* [How to complete this task] The reply should return the data in full, exactly as written.

* [Records provided]
▬▬▬

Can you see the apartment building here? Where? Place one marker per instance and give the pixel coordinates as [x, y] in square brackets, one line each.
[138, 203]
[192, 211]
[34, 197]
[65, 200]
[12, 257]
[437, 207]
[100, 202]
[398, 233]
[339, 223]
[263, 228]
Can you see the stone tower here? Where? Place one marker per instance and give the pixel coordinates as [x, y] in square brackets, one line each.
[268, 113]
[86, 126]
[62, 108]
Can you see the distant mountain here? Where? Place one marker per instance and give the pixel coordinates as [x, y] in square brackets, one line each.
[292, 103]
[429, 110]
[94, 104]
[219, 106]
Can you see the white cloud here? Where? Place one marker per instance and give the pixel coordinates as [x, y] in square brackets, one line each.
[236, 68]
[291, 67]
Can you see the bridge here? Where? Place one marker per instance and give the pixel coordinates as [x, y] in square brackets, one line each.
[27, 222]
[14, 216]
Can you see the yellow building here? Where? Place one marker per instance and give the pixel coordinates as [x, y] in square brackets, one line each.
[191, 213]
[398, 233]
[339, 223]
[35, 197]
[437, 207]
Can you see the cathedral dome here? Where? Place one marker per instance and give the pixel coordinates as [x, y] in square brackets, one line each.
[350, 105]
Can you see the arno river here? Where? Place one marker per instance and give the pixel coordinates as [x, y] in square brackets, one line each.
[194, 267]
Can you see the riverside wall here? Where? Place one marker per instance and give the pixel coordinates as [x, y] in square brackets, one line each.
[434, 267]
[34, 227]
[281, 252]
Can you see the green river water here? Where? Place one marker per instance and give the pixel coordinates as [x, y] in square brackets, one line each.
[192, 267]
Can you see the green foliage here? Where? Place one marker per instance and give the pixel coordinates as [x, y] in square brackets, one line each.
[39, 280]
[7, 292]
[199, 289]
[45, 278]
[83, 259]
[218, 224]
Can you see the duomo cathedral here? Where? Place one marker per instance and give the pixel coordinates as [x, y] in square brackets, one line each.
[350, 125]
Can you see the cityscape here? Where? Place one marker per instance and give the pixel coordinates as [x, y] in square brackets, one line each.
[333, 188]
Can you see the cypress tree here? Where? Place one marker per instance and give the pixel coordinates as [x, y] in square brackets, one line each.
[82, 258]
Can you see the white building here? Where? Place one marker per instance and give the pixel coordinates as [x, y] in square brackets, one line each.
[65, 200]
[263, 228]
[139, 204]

▬▬▬

* [Response for this exercise]
Can you see the apartment building here? Where? Place one marker per instance and give the pixel coordinates as [x, y] in square brackets, one line each.
[138, 203]
[192, 211]
[34, 197]
[65, 200]
[12, 257]
[437, 207]
[100, 202]
[398, 233]
[339, 223]
[263, 228]
Can you see the stone tower here? Where? Place one marker per instance and give the pixel coordinates as [x, y] in square brackets, one line each.
[268, 113]
[86, 126]
[62, 108]
Can you see the distant mountain here? Where? Place one marker per instance and give the pixel coordinates as [x, y] in square brackets, one line each.
[292, 103]
[429, 110]
[94, 104]
[219, 106]
Can you see the white cloud here? Where? Place one marker per instance and give the pixel coordinates as [x, y] in square brackets, one line each.
[236, 68]
[291, 67]
Can you see the bridge here? Where? Place one marker per instance and give the pixel coordinates as [x, y] in square brackets, one line each.
[27, 222]
[14, 216]
Can you see the yellow building here? Where? Place one marker per instance and give the pixel coordinates as [x, y] in square brackets, one line each.
[191, 213]
[398, 233]
[339, 223]
[35, 197]
[437, 207]
Can you see the cathedral dome here? Where? Place one marker per instance and give the pixel coordinates as [x, y] in square brackets, one line each.
[350, 105]
Can you see the arno river here? Where? Place one marker per instance and give the pixel coordinates as [x, y] in square brackets, one line each.
[194, 267]
Can you see the riverside wall here? Where? Place one marker per instance and give the pixel coordinates as [x, y] in square brackets, one line each.
[434, 267]
[34, 227]
[281, 252]
Can you see the green river water here? Where? Place one marker per instance and give the pixel coordinates as [x, y] in square brackets, one line each.
[192, 267]
Can you see the green foliage here? Where? Place one marker per instance and give the pixel coordinates as [x, y] in square brackets, one line each.
[39, 280]
[7, 292]
[199, 289]
[45, 278]
[83, 259]
[218, 224]
Can you see the duomo cathedral here? Where? Place one marker per instance and give the pixel coordinates as [x, y] in square brackets, one line each.
[350, 125]
Can you see the cityscape here? Where? Place one marker per instance and give the pixel coordinates as [x, y] in square brackets, one line each.
[333, 188]
Can you see the cypress tree here? Where? Place one marker per instance and give the pixel coordinates as [x, y] in square brackets, one line each.
[82, 258]
Can you see the white building here? Where? Place one marker per instance and give the pixel coordinates as [x, y] in square brackets, one line each.
[65, 200]
[263, 228]
[139, 204]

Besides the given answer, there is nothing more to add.